Given exercise:
Please rewrite everything in the material below from the line containing "det: knitted cushion" down to the line containing "[457,257,662,442]", keeping every line, and offset each box coordinate by 29.
[Source material start]
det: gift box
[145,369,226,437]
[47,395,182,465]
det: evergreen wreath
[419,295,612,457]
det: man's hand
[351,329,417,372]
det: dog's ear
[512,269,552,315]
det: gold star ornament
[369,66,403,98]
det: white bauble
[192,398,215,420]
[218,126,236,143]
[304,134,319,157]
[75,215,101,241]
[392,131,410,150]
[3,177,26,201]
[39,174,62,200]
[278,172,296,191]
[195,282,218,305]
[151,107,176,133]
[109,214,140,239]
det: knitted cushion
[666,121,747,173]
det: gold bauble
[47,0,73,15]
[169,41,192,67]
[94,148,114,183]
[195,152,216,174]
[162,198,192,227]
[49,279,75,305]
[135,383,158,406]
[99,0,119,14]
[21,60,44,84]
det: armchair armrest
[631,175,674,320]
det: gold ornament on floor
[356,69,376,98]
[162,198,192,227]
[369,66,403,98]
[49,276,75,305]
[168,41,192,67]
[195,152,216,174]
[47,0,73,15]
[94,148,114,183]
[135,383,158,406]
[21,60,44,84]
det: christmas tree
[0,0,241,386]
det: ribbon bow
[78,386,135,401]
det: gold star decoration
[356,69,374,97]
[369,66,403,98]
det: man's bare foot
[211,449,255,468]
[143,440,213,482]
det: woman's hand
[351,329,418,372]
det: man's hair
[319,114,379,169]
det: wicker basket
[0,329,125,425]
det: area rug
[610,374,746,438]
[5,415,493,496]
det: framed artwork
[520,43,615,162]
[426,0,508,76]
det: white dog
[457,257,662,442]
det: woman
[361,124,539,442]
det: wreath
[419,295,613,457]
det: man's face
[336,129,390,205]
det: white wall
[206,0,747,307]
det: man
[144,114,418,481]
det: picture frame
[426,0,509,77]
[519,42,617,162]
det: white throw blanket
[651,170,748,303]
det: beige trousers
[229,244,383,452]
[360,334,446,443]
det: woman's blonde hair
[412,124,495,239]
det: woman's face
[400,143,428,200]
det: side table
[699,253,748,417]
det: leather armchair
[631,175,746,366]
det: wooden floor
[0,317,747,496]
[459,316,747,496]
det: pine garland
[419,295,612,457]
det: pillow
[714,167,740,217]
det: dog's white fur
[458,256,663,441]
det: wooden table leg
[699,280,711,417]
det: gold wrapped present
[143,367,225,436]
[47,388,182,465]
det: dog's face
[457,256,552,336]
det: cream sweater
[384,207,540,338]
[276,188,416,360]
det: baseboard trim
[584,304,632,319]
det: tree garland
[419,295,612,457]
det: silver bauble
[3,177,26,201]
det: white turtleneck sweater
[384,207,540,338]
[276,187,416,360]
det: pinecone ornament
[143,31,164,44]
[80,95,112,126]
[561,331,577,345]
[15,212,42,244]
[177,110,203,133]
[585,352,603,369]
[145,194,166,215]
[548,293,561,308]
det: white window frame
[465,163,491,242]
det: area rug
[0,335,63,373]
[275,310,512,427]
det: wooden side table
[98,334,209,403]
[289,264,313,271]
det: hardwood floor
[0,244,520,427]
[Source material end]
[Source material start]
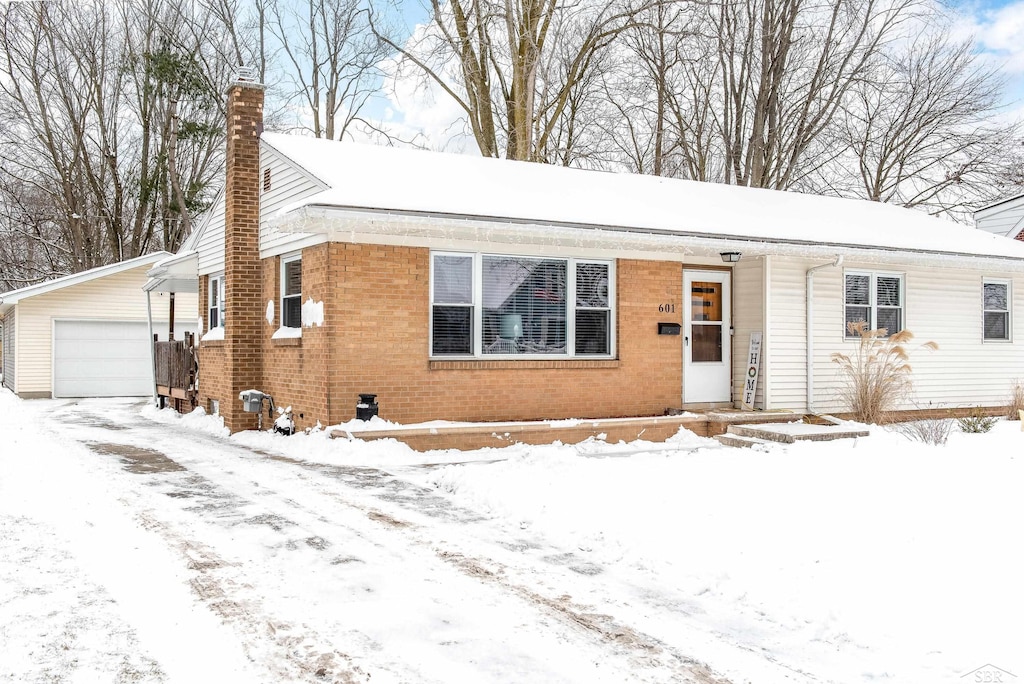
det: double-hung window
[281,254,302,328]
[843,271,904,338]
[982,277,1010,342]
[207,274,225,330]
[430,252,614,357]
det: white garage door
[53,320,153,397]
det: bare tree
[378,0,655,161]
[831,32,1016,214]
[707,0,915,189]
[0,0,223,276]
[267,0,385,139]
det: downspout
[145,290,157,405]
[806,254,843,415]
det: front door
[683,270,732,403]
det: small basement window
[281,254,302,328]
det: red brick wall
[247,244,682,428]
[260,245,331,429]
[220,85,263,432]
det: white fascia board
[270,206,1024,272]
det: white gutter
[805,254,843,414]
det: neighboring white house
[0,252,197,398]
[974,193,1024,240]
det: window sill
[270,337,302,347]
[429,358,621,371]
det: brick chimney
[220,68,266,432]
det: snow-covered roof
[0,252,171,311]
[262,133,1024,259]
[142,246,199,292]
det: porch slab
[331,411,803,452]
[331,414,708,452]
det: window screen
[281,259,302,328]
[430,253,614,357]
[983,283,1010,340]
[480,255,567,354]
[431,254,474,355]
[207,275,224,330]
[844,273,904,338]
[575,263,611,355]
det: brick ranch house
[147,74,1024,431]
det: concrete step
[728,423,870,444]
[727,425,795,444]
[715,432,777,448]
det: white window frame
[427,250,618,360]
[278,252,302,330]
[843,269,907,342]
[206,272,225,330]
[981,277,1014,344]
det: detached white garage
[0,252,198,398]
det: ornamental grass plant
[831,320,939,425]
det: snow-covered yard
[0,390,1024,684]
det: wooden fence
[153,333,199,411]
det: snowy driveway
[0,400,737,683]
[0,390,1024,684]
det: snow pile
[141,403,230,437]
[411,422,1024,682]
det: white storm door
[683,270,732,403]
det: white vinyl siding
[Source material end]
[Source material start]
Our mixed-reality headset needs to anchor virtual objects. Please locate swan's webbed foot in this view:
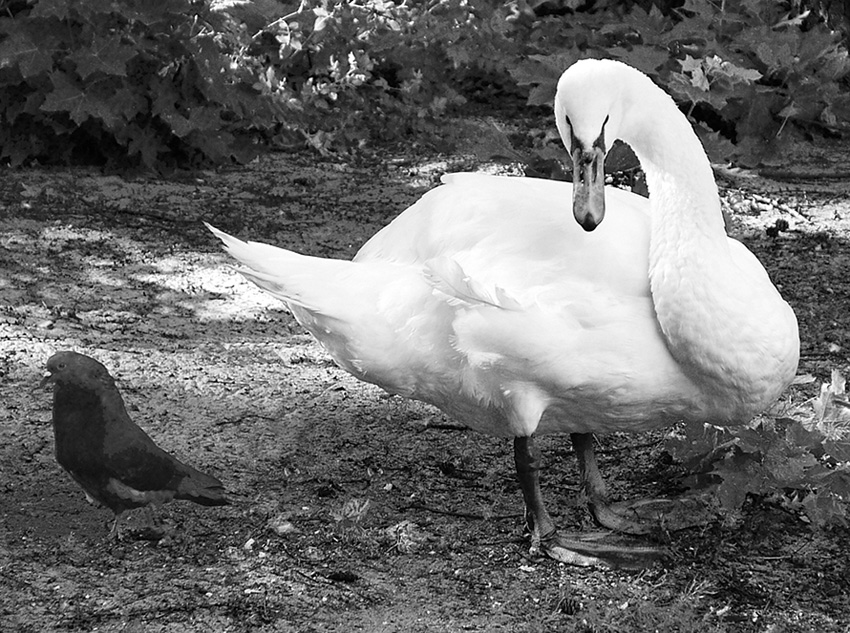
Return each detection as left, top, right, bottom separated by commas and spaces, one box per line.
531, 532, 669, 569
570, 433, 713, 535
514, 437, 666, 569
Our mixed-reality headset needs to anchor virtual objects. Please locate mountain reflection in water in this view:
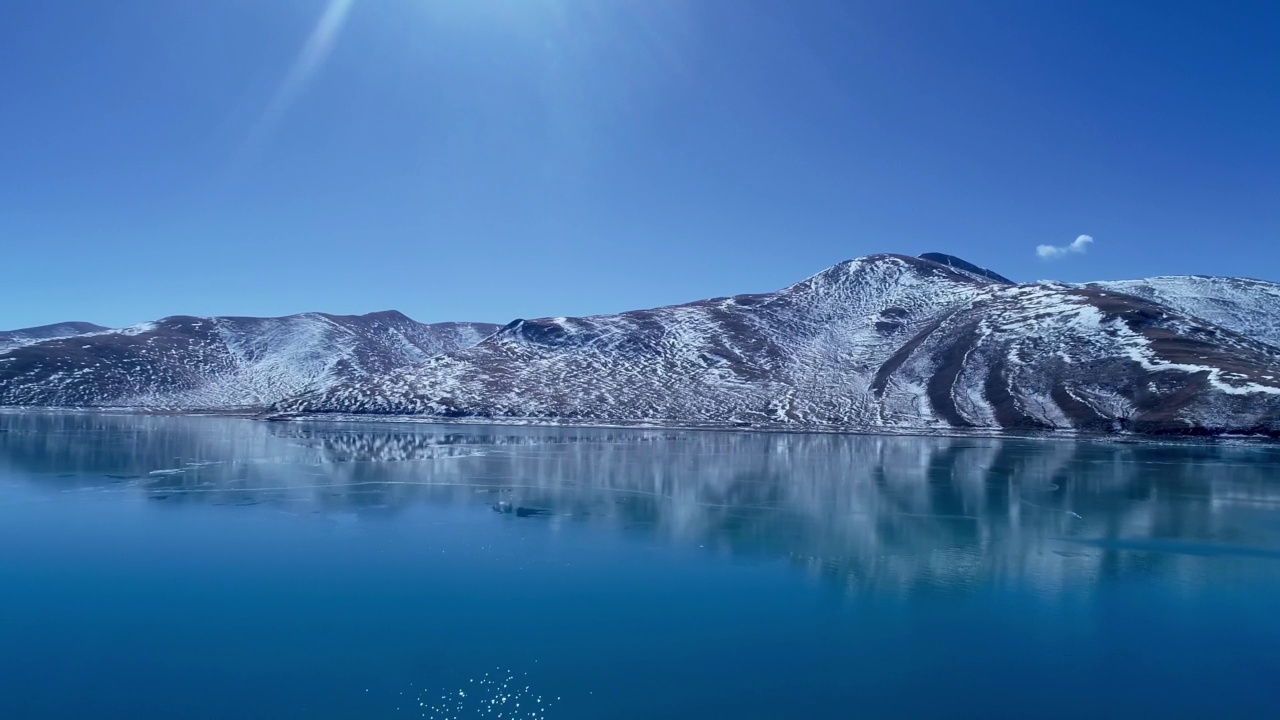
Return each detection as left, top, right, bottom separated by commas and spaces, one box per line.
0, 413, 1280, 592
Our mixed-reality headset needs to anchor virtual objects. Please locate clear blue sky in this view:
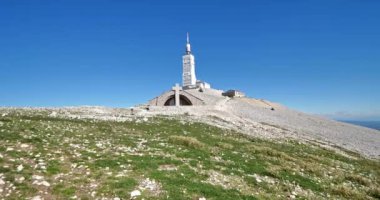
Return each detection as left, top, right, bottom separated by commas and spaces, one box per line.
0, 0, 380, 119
[Source material end]
Result:
det: knitted cushion
[695,150,776,202]
det: gold bauble
[76,29,102,44]
[198,70,221,96]
[123,177,143,212]
[224,181,245,203]
[191,227,221,256]
[78,308,104,334]
[164,412,187,435]
[128,29,148,43]
[50,89,73,113]
det: armchair armrest
[660,204,703,349]
det: gold ornament on floor
[385,98,405,127]
[191,227,221,256]
[398,95,432,127]
[78,305,104,334]
[197,70,221,96]
[224,181,245,203]
[76,29,102,44]
[123,177,143,212]
[164,412,187,435]
[50,89,73,113]
det: christmas tree
[29,29,270,415]
det: ribbon bow
[107,415,164,430]
det: gold star decoration
[385,98,403,126]
[398,95,432,127]
det: man's bare foot
[240,478,284,497]
[172,469,242,511]
det: woman's hand
[380,358,447,401]
det: man's hair
[348,143,408,198]
det: wicker basket
[29,358,154,454]
det: area rug
[639,403,775,467]
[34,444,522,525]
det: framed artwork
[549,72,644,191]
[455,29,537,105]
det: white dog
[486,286,691,471]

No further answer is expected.